(DOCUMENT EXTRACT)
============

- Active: 1941–May 1944
- Country: Yugoslavia British India
- Allegiance: Yugoslav government-in-exile
- Branch: Yugoslav Army Outside the Homeland British Indian Army
- Size: Battalion
- Part of: 4th Indian Division (1941–1943) 10th Indian Division (1943–1944)
- Engagements: World War II North African Campaign Western Desert campaign; ;

= Royal Yugoslav Guards Battalion =

The Royal Yugoslav Guards Battalion was an infantry formation of the Yugoslav Army Outside the Homeland in World War II.

Formed in Cairo in 1941 as the 1st Battalion, Royal Yugoslav Guards, it consisted of Yugoslav soldiers who escaped capture during the April War and Slovene and Croatian prisoners of war of the Royal Italian Army. It was attached to the 4th Indian Division and saw service in the Western Desert Campaign until the unit's transfer to Mandatory Palestine in 1943. In June 1943, the unit was reassigned to the 10th Indian Division. In September 1942, the battalion consisted of 741 soldiers and officers and by January 1943, recruitment and liberation from Italian prison camps raised the number to 850 men.

============

(INFORMATION SHOWN)
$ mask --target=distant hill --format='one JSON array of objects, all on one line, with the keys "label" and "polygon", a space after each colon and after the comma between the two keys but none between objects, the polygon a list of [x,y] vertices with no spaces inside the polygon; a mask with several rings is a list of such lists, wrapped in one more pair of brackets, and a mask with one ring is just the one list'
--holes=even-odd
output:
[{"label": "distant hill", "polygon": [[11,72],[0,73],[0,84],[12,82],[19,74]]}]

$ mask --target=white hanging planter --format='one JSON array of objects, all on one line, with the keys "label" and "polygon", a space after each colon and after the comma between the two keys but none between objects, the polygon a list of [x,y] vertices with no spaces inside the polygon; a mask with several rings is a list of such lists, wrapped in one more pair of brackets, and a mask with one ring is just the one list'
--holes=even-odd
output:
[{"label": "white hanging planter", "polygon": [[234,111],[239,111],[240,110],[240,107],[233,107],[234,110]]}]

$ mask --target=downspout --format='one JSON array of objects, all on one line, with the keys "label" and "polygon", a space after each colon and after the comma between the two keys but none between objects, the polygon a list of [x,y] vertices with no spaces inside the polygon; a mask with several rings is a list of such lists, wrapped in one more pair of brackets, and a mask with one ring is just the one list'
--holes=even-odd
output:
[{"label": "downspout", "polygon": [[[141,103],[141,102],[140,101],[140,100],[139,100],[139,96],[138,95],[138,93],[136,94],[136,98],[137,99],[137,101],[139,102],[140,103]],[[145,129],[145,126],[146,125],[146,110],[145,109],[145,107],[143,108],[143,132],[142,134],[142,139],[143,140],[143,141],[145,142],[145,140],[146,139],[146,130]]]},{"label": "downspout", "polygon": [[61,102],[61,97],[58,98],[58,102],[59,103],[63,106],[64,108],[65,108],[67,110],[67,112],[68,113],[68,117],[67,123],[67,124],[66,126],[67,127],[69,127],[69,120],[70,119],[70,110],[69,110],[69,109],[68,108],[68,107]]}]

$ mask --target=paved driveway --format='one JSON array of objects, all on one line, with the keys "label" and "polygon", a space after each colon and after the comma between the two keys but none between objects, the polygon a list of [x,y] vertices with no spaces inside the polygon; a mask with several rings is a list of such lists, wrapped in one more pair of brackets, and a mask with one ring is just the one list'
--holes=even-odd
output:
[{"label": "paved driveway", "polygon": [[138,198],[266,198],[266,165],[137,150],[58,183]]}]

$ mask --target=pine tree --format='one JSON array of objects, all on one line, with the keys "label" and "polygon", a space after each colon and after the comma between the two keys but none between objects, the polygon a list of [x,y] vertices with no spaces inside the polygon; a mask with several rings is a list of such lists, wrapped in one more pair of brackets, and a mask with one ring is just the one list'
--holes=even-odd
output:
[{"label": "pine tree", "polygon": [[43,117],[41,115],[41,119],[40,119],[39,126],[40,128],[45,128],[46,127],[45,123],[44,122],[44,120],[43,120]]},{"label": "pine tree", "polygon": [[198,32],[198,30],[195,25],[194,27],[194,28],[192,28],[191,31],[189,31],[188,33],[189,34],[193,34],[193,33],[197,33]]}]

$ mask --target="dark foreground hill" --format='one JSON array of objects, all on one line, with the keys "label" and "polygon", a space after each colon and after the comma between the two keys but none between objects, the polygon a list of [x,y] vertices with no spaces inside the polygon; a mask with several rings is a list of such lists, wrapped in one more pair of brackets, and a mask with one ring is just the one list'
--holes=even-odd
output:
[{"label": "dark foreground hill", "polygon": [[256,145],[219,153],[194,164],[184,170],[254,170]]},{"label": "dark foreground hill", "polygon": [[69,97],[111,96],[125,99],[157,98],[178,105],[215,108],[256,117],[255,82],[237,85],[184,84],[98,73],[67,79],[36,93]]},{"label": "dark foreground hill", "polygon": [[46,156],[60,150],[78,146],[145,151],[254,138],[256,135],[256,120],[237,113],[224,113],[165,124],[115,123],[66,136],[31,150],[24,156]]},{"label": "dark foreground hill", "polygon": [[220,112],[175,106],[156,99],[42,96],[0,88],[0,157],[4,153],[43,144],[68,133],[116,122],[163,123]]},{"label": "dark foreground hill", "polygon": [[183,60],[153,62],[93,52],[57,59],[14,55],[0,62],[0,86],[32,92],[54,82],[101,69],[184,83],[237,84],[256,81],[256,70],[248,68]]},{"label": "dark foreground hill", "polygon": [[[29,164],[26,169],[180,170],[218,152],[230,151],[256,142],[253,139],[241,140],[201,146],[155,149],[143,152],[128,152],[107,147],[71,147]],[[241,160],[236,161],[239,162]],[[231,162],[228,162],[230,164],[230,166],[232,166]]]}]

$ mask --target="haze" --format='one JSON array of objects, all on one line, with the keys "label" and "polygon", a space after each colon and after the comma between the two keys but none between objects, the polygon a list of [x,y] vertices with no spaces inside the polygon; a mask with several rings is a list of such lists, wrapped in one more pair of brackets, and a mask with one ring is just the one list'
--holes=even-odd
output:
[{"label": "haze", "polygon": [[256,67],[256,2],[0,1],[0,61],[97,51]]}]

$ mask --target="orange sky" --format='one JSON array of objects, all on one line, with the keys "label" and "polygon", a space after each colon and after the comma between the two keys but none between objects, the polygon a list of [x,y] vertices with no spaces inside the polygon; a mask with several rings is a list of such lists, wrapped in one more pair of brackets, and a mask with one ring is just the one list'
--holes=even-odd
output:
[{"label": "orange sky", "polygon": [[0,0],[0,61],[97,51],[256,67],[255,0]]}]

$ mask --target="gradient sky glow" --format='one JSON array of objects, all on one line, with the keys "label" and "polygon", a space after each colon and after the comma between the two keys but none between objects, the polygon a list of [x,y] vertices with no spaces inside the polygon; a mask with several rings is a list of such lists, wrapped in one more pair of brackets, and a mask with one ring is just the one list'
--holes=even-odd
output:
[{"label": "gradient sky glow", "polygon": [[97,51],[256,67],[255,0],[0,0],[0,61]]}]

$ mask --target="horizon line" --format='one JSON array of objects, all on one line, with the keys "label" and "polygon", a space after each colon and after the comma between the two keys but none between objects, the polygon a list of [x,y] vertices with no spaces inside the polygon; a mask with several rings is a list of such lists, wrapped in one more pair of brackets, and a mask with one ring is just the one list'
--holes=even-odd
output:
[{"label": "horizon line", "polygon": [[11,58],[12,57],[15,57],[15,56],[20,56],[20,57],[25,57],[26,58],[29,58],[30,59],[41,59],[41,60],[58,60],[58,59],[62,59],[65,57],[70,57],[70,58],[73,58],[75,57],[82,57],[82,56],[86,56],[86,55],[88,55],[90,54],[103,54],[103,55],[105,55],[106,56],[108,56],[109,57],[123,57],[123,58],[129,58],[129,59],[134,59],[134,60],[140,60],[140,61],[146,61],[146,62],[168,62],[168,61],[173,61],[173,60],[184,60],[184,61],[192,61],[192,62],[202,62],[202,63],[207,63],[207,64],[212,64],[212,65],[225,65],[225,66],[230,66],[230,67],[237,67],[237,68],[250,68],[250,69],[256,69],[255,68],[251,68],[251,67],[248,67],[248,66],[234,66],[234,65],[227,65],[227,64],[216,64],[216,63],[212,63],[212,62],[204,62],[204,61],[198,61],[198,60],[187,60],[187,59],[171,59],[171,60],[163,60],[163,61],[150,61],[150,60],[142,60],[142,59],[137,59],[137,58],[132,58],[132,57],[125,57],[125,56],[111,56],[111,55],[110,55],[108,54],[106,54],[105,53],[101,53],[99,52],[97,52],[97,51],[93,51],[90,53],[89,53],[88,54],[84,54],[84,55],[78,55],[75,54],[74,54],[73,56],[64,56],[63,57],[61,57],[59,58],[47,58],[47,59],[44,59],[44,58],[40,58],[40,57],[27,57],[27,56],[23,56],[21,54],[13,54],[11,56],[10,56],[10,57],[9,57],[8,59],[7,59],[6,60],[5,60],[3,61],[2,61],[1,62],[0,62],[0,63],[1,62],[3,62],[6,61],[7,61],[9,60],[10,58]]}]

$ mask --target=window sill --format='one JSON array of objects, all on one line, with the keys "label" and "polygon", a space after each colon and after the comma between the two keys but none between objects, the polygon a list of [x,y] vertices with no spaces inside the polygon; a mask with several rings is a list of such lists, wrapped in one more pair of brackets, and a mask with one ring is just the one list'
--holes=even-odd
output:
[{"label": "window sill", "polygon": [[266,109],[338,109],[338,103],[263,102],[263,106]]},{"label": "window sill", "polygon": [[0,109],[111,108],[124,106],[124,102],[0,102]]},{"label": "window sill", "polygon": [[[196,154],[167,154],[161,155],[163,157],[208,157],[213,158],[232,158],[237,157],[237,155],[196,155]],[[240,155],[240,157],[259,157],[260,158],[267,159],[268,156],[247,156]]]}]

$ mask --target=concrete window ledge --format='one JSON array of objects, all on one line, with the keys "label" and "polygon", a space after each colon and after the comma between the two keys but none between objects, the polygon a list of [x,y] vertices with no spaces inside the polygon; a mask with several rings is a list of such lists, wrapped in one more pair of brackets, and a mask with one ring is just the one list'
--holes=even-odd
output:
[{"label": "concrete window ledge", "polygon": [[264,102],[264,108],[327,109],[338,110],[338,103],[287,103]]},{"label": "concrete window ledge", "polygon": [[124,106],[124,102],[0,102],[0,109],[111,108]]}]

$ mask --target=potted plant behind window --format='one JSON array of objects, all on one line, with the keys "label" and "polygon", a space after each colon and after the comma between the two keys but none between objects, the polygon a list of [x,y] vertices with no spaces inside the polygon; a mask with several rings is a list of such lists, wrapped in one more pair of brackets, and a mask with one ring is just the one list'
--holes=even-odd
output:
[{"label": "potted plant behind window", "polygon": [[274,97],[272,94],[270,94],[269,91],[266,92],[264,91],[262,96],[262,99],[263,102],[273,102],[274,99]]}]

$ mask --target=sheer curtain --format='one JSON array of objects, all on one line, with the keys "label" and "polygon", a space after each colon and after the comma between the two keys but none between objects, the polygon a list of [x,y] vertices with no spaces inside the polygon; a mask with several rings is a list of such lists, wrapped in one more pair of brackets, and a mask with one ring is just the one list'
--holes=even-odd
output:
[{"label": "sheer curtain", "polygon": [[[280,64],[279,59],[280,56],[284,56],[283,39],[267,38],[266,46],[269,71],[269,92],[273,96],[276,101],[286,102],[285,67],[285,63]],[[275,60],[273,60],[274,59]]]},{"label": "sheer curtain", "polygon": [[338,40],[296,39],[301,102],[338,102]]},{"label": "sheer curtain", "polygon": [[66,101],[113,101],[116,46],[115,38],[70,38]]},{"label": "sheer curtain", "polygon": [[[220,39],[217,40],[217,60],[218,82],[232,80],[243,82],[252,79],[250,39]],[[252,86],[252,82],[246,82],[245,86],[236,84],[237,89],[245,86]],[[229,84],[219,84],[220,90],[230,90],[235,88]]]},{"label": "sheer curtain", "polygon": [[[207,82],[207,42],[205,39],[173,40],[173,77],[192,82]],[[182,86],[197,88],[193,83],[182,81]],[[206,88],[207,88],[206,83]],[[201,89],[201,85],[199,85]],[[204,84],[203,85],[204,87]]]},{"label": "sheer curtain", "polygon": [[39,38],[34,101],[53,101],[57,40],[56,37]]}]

============

(TASKS TO PERFORM)
1 - List the field labels in the summary at the top of the Royal Yugoslav Guards Battalion text.
2 - Using the Royal Yugoslav Guards Battalion text, please say whether each statement agrees with it, and quote the deciding words: (a) The battalion was formed in Cairo. (b) By January 1943 the battalion numbered 741 men. (c) The unit was reassigned to the 10th Indian Division in June 1943.
3 - Copy out the passage of the Royal Yugoslav Guards Battalion text from "- Active: 1941–May" to "Indian Division (1943–1944)".

(TASK RESPONSES)
1 - Active, Country, Allegiance, Branch, Size, Part of, Engagements

2 -
(a) Yes: "Formed in Cairo in 1941 as the 1st Battalion, Royal Yugoslav Guards"
(b) No: "by January 1943, recruitment and liberation from Italian prison camps raised the number to 850 men"
(c) Yes: "In June 1943, the unit was reassigned to the 10th Indian Division."

3 -
- Active: 1941–May 1944
- Country: Yugoslavia British India
- Allegiance: Yugoslav government-in-exile
- Branch: Yugoslav Army Outside the Homeland British Indian Army
- Size: Battalion
- Part of: 4th Indian Division (1941–1943) 10th Indian Division (1943–1944)